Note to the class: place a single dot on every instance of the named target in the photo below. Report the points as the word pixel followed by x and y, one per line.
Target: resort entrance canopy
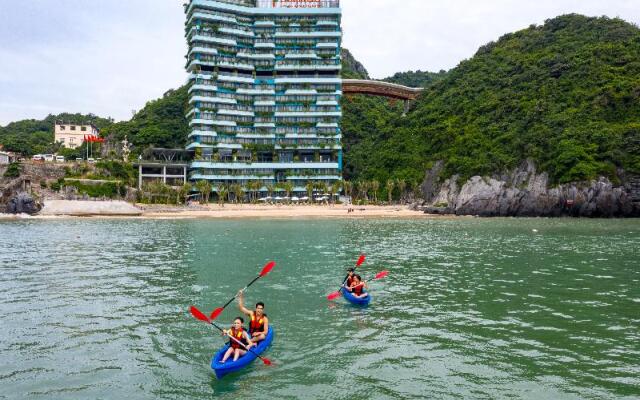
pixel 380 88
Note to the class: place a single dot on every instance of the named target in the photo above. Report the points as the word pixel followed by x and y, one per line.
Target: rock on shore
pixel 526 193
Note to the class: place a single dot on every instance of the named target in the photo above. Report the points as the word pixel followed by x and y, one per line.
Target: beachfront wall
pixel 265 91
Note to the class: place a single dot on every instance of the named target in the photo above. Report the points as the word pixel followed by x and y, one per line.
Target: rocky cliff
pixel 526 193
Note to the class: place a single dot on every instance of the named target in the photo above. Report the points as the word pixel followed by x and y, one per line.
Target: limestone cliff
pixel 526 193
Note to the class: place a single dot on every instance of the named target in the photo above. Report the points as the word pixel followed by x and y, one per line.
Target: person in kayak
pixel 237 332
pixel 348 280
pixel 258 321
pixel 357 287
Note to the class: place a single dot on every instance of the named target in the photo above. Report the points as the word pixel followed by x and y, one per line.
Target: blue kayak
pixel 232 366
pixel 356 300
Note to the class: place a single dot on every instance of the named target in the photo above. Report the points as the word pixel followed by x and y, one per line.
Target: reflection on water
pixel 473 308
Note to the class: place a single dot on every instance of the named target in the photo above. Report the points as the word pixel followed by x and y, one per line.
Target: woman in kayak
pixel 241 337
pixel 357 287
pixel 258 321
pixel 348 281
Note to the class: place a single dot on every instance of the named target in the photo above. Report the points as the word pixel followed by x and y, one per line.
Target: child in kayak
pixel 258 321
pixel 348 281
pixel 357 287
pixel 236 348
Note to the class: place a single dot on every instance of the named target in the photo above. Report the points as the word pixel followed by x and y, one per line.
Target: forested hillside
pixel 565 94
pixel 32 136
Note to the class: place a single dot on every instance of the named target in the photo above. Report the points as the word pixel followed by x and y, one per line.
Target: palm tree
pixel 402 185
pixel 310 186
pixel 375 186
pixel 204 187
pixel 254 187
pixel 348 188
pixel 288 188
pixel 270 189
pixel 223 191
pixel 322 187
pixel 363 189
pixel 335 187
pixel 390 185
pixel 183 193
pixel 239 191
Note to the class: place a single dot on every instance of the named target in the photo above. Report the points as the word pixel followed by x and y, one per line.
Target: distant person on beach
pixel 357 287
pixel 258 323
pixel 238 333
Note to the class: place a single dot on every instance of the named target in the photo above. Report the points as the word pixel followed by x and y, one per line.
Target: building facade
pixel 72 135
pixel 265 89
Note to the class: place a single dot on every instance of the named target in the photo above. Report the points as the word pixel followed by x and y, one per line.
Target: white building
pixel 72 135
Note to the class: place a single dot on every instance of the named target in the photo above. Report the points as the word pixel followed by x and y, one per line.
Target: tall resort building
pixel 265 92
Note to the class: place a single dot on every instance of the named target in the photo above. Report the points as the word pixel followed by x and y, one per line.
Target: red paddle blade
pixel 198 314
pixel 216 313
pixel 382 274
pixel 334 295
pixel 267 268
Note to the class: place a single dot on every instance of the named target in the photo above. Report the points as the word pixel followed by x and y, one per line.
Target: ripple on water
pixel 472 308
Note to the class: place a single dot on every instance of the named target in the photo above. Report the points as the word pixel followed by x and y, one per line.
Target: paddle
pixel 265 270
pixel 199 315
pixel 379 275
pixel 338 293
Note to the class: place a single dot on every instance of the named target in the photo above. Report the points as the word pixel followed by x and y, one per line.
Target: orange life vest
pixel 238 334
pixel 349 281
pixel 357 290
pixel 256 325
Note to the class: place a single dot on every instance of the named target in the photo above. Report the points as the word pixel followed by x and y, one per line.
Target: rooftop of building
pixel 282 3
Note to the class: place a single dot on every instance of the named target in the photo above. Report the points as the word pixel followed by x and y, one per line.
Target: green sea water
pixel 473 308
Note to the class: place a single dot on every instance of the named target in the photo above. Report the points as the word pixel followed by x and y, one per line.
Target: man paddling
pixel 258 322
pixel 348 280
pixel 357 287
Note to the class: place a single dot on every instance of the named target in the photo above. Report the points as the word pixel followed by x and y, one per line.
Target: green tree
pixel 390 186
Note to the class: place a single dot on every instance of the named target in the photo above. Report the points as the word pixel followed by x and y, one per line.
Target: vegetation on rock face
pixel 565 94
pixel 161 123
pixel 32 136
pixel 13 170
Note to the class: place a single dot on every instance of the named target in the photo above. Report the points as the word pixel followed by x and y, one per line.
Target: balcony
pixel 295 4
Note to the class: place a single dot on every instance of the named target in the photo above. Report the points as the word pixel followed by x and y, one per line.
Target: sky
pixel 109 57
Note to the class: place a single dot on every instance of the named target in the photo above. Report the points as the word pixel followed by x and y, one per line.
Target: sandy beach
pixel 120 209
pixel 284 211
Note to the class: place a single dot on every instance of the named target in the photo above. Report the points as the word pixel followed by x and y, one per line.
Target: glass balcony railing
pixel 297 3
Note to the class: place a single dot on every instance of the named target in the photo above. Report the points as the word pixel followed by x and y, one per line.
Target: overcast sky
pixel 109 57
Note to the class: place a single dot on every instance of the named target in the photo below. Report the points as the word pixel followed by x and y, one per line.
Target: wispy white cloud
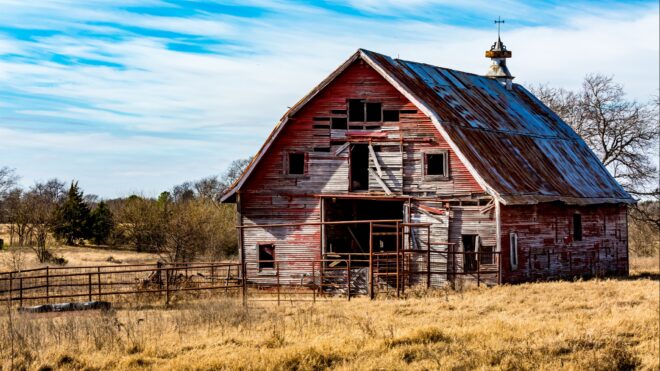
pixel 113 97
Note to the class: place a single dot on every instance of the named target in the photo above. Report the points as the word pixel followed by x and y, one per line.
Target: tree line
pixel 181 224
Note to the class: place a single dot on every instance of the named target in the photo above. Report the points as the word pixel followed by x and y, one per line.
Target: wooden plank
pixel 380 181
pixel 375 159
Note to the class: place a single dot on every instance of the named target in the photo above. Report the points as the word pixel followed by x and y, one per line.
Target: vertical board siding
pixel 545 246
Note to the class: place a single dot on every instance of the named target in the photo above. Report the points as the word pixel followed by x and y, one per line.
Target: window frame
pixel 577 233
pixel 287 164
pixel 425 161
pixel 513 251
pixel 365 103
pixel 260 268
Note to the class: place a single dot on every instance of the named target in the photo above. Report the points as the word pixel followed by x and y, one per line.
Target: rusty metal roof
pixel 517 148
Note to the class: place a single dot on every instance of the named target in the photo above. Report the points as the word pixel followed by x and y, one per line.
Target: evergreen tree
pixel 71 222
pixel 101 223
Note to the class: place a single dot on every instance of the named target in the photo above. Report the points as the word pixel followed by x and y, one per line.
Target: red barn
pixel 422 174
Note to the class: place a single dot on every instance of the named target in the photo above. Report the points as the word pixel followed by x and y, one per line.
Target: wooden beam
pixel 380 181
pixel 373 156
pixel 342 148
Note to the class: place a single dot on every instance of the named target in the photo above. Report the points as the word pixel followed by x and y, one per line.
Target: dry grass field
§
▸ Task statement
Present every line from the start of the rows through the line containing "pixel 265 91", inclusive, as a Markdown table with the columns Nr and Line, holding each line's number and its text. Omit blank lines and leave the pictures out.

▸ Result of the exercise
| Nr | Line |
|---|---|
| 1 | Note to the class: place a single dot on every instance of the named target in the photo below. Report the points as the word pixel followed by x and y, one per line. |
| 2 | Target: resort entrance canopy |
| 3 | pixel 380 88 |
| 4 | Note to the class: place a single dot on every instance of the named target in the photo above. Report the points as the word pixel followed by x and y, one per line. |
| 5 | Target: rock on shore |
| 6 | pixel 526 193 |
| 7 | Note to the class: place a single dot on every instance of the named target in the photo above. Report the points as the word pixel followed by x and y, one per line. |
| 8 | Target: beachfront wall |
| 9 | pixel 265 91 |